*Work required:*
Can you render all the items below as a numbered list, one line per entry, with blank lines left out?

········

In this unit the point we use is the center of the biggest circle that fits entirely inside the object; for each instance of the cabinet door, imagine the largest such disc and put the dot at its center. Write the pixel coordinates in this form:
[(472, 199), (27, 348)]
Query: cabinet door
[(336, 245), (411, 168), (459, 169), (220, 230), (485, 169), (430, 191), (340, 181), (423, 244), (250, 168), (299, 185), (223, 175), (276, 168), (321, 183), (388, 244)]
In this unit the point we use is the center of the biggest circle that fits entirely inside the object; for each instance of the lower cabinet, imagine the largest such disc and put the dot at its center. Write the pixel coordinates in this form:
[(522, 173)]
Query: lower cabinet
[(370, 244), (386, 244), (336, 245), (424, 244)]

········

*Exercise solution:*
1. In this unit the point we use is the center of the biggest circle that fits entirely inside the object; for each instance of the cabinet door, imagine the largest such disc and put the dot at its center. Write the pixel coordinates in this form:
2. [(472, 199), (27, 348)]
3. Query: cabinet door
4. [(336, 245), (411, 168), (459, 169), (220, 230), (485, 169), (430, 191), (340, 181), (423, 244), (250, 168), (299, 185), (223, 175), (276, 168), (321, 183), (388, 244)]
5. In this unit the point we use is the center of the biggest circle that fits entirely inside the object; for each instance of the lower cabinet, imagine the largest such disc and put the dot at its center. Write the pixel coordinates in this form:
6. [(522, 173)]
7. Query: lower cabinet
8. [(370, 244), (386, 244), (336, 245), (424, 244)]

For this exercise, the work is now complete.